Give the records again from the line with "is the dark" through the line with "xmin=249 ymin=87 xmax=274 ymax=236", with "frame" changed to "shot" and nothing else altered.
----------
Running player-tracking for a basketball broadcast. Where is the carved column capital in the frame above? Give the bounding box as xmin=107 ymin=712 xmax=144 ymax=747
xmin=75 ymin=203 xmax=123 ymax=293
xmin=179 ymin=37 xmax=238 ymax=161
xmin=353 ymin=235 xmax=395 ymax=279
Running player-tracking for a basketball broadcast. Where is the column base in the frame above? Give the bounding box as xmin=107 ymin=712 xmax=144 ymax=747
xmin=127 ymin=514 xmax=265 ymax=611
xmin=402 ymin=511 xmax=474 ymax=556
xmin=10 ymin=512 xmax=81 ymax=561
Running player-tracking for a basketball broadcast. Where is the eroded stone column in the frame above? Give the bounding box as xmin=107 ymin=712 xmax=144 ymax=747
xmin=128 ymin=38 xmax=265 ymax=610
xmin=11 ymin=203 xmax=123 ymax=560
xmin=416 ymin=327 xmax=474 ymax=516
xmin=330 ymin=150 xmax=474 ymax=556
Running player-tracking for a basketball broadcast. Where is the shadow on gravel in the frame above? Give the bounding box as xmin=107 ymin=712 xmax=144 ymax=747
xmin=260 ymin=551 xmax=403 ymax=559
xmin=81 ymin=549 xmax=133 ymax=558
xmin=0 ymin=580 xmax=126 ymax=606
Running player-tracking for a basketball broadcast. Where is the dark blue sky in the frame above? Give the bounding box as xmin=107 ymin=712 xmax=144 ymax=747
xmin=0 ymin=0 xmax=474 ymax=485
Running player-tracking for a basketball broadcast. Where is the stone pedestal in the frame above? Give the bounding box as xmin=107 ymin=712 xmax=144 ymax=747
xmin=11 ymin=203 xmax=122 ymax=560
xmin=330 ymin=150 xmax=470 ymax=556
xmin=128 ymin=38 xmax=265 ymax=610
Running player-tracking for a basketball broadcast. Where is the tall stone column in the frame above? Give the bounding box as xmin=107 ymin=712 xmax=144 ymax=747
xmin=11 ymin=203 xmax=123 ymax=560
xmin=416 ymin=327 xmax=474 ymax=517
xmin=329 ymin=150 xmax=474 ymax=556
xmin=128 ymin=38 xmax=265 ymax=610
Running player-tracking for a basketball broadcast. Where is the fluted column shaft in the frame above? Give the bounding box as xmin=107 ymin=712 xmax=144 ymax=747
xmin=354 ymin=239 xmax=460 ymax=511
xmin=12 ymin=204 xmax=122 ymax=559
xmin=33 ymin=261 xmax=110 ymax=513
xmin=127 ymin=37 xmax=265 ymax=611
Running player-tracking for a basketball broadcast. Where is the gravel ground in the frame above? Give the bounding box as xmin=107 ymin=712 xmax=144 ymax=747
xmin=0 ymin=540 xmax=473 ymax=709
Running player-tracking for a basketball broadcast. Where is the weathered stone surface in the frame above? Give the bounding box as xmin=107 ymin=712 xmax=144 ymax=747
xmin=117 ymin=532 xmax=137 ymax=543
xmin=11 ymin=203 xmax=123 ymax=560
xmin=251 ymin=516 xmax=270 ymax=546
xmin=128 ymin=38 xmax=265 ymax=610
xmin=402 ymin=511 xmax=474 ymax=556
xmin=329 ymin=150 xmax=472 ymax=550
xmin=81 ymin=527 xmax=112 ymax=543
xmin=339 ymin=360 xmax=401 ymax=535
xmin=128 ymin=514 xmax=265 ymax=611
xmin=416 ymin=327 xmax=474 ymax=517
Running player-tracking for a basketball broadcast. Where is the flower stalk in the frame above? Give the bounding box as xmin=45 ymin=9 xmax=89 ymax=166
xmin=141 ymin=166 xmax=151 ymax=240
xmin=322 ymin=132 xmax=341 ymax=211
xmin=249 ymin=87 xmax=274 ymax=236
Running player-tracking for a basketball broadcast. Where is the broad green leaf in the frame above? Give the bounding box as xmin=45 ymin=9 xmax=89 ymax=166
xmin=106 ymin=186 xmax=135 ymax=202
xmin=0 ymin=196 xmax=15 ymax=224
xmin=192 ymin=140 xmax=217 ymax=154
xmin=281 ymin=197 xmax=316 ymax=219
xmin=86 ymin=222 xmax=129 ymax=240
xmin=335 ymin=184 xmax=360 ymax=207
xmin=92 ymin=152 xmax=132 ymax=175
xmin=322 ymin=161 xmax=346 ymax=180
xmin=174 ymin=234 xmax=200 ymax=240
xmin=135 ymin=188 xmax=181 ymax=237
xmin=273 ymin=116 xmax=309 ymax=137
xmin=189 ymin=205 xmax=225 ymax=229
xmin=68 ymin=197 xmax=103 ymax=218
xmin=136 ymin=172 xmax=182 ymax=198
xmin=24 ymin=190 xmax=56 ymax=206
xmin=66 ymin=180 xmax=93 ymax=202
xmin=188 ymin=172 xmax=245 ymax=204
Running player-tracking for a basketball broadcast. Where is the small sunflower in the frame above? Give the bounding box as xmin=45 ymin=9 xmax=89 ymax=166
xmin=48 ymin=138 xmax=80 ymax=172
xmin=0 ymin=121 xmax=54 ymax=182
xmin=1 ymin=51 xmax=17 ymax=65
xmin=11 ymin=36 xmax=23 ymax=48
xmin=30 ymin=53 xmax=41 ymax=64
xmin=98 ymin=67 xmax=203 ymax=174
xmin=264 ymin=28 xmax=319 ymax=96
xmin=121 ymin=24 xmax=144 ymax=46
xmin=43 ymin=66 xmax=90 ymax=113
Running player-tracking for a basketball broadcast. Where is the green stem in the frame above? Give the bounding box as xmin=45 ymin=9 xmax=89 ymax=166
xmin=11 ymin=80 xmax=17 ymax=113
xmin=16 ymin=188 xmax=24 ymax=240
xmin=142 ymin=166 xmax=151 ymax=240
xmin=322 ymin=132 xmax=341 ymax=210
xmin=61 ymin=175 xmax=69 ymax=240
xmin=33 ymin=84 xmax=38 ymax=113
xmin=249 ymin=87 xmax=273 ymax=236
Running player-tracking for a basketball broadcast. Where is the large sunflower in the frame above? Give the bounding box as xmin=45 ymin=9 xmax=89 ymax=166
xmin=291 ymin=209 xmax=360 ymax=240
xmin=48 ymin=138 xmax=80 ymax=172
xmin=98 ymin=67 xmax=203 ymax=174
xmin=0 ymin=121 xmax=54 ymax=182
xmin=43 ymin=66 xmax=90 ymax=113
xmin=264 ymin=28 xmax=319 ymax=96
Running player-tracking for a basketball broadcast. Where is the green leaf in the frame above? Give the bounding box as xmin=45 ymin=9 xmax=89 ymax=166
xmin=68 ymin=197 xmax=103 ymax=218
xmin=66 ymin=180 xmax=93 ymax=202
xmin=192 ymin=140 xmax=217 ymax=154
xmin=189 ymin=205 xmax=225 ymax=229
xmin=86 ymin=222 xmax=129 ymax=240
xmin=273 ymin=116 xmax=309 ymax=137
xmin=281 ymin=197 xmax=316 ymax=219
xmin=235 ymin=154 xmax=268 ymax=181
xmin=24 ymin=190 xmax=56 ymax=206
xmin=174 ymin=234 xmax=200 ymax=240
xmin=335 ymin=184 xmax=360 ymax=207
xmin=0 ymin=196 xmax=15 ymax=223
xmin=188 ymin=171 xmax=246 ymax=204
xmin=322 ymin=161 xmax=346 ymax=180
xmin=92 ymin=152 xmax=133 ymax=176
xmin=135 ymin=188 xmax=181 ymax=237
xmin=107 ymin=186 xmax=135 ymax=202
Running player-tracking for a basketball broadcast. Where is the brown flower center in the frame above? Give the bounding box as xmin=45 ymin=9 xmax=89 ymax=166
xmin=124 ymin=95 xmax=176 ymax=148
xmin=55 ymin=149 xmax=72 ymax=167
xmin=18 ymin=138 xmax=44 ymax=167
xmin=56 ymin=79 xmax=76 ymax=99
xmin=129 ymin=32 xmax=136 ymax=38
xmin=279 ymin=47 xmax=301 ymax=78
----------
§ Result below
Running player-tracking for a basketball broadcast. Where is the dark blue sky in the shot above? Give the bounding box as xmin=107 ymin=712 xmax=144 ymax=747
xmin=0 ymin=0 xmax=474 ymax=485
Running player-tracking for a basketball broadcast. Where is the stone pedestal in the shot above? Give the bounding box as xmin=107 ymin=712 xmax=144 ymax=747
xmin=11 ymin=203 xmax=122 ymax=560
xmin=330 ymin=150 xmax=470 ymax=556
xmin=128 ymin=38 xmax=265 ymax=610
Running player-tracking for a basketball broadcast. Where is the tall stone column in the shot above? Give the bounding box as xmin=107 ymin=712 xmax=144 ymax=747
xmin=11 ymin=203 xmax=123 ymax=560
xmin=416 ymin=327 xmax=474 ymax=517
xmin=329 ymin=150 xmax=474 ymax=556
xmin=128 ymin=38 xmax=265 ymax=610
Running player-tracking for a basketball broadcast. Where is the fluted column shaft in the shot above? Give the bounding box as xmin=107 ymin=712 xmax=144 ymax=747
xmin=354 ymin=239 xmax=460 ymax=511
xmin=12 ymin=204 xmax=122 ymax=559
xmin=33 ymin=261 xmax=110 ymax=513
xmin=127 ymin=37 xmax=265 ymax=611
Running player-tracking for a basketball broadcast. Where is the gravel ground in the shot above? Give the bounding box as xmin=107 ymin=712 xmax=144 ymax=747
xmin=0 ymin=540 xmax=473 ymax=709
Running player-tracking for a basketball broadcast. Where is the weathered stone surface in the shot above? Give the bounding box as xmin=107 ymin=712 xmax=144 ymax=747
xmin=117 ymin=532 xmax=137 ymax=543
xmin=11 ymin=203 xmax=123 ymax=560
xmin=251 ymin=516 xmax=270 ymax=546
xmin=128 ymin=38 xmax=265 ymax=610
xmin=402 ymin=511 xmax=474 ymax=556
xmin=329 ymin=150 xmax=472 ymax=550
xmin=81 ymin=527 xmax=112 ymax=543
xmin=339 ymin=360 xmax=401 ymax=535
xmin=128 ymin=514 xmax=265 ymax=611
xmin=416 ymin=327 xmax=474 ymax=517
Running player-tracking for a basketball broadcast. Where is the flower stalk in the shot above? Give the bounding box as xmin=45 ymin=9 xmax=89 ymax=166
xmin=141 ymin=166 xmax=151 ymax=240
xmin=322 ymin=132 xmax=341 ymax=211
xmin=249 ymin=87 xmax=274 ymax=236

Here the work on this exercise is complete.